#### Extrait de la page ####

Nous pensons qu'à peu près toutes les écoles initiatiques sérieuses, qu'elles soient d'orient ou d'occident sont d'accord sur la présence dans le corps humain des sept centres d'influences que nous nommons kentras.

Six de ces kentras sont dits complémentaires, c'est-à-dire liés deux par deux. Par exemple le kentra Tsi, situé à l'emplacement du plexus solaire et qui donne quand il est épanoui du courage, de l'audace, de la sûreté de soi, de la maîrise sur les autres, le kentra Tsi - disons-nous - a pour son complémentaire le kentra Mam qui est situé à l'emplacement du nombril et qui permet le repli sur soi-même.

Voici que dans le Petit Poucet Perrault nous parle du seul de ces kentras qui n'a pas de complément: le kentra Pfou, qui se situe entre les deux yeux, au milieu du front, là où est la glande pinéale, le "troisième oeil", celui dont Jésus a dit: "Ton oeil est la lampe de ton corps" (Luc 1,34) - oeil lumineux du corps astral.

#### Données de l'exercice ####

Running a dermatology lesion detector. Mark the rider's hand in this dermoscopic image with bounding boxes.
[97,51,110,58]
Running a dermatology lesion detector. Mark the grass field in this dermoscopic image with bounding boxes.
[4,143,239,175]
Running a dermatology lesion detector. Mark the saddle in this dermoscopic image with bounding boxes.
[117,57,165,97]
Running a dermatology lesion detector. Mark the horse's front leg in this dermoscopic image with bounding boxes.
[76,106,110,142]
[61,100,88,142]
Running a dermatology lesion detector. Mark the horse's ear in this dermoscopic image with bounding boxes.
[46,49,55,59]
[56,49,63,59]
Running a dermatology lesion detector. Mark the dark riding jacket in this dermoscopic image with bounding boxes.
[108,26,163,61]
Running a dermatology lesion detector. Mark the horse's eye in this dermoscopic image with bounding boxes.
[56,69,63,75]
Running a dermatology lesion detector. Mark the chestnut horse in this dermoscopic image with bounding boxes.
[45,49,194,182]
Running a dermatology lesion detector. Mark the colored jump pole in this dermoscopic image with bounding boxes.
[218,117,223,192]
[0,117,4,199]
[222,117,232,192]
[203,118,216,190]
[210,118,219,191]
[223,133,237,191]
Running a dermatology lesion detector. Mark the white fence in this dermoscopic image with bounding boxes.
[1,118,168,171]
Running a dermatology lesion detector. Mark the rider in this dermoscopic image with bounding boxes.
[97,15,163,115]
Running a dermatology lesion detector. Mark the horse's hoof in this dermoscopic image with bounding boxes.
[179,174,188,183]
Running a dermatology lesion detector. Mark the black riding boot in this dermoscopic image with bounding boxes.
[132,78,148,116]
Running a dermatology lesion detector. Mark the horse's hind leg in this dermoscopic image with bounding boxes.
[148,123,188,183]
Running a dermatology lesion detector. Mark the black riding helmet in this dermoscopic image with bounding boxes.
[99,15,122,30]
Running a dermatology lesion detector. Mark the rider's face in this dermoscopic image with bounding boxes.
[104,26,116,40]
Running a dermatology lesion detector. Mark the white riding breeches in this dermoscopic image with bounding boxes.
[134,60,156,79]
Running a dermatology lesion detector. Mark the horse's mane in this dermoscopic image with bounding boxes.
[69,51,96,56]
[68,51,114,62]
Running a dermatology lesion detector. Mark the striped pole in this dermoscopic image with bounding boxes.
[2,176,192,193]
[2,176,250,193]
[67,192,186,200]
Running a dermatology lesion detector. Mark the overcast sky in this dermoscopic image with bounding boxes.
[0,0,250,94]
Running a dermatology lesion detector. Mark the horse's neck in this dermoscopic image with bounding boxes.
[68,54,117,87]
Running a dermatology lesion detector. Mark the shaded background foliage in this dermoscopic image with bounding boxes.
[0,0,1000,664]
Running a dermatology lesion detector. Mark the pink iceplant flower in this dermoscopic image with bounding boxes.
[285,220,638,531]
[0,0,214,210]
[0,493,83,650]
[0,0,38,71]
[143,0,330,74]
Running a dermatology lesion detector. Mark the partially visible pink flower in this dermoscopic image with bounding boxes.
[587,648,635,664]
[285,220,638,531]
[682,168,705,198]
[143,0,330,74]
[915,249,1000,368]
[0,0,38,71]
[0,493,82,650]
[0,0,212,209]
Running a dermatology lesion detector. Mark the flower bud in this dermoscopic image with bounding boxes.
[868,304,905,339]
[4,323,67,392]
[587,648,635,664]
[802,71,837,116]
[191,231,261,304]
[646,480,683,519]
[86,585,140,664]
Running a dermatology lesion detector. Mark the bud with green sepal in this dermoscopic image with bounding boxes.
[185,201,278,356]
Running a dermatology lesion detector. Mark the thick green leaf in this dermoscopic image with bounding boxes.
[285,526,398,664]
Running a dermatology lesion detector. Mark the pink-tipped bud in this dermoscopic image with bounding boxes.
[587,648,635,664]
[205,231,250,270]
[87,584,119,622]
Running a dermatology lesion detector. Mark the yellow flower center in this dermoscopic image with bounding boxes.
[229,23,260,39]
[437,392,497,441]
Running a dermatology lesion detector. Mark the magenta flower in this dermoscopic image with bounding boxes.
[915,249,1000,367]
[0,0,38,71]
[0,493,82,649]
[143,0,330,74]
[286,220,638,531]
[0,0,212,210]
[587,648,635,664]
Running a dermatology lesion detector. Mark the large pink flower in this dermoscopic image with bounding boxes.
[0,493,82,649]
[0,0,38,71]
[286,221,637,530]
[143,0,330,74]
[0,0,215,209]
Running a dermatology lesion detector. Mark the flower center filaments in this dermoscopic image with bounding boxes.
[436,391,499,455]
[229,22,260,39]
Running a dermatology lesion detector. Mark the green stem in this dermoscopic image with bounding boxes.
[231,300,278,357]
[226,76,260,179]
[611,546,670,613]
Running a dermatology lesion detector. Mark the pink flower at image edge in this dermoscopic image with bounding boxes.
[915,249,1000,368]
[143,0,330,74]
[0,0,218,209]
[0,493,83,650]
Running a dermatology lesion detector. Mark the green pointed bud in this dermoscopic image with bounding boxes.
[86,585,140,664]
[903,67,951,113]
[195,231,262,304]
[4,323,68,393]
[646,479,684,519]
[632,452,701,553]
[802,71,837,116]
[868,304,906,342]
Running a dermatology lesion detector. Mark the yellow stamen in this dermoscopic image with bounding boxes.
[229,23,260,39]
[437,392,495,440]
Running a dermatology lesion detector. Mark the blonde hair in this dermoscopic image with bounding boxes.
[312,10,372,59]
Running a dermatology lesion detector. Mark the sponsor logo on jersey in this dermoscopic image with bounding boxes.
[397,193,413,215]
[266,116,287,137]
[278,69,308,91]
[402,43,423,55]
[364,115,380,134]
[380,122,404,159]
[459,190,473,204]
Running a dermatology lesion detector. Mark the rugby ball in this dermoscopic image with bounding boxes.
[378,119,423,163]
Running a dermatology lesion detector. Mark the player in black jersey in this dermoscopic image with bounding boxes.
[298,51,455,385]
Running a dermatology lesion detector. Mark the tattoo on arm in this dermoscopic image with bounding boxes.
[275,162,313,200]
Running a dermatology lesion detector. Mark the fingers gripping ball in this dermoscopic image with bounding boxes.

####

Défis
1: Répondez aux questions suivantes à partir de l'extrait sur les kentras.
(a) Combien de centres d'influence les écoles initiatiques situent-elles dans le corps humain ?
(b) À quel emplacement se trouve le kentra Mam ?
(c) Quel kentra est le seul à ne pas avoir de complément ?
2: Dans les lignes de données, recopiez mot pour mot le passage qui va de la ligne contenant « Running a dermatology lesion detector. Mark the pink iceplant » jusqu'à la ligne contenant « [285,526,398,664] », ces deux lignes comprises.

Solutions détaillées
1:
(a) Sept.
(b) À l'emplacement du nombril.
(c) Le kentra Pfou.

2:
Running a dermatology lesion detector. Mark the pink iceplant flower in this dermoscopic image with bounding boxes.
[285,220,638,531]
[0,0,214,210]
[0,493,83,650]
[0,0,38,71]
[143,0,330,74]
Running a dermatology lesion detector. Mark the partially visible pink flower in this dermoscopic image with bounding boxes.
[587,648,635,664]
[285,220,638,531]
[682,168,705,198]
[143,0,330,74]
[915,249,1000,368]
[0,0,38,71]
[0,493,82,650]
[0,0,212,209]
Running a dermatology lesion detector. Mark the flower bud in this dermoscopic image with bounding boxes.
[868,304,905,339]
[4,323,67,392]
[587,648,635,664]
[802,71,837,116]
[191,231,261,304]
[646,480,683,519]
[86,585,140,664]
Running a dermatology lesion detector. Mark the bud with green sepal in this dermoscopic image with bounding boxes.
[185,201,278,356]
Running a dermatology lesion detector. Mark the thick green leaf in this dermoscopic image with bounding boxes.
[285,526,398,664]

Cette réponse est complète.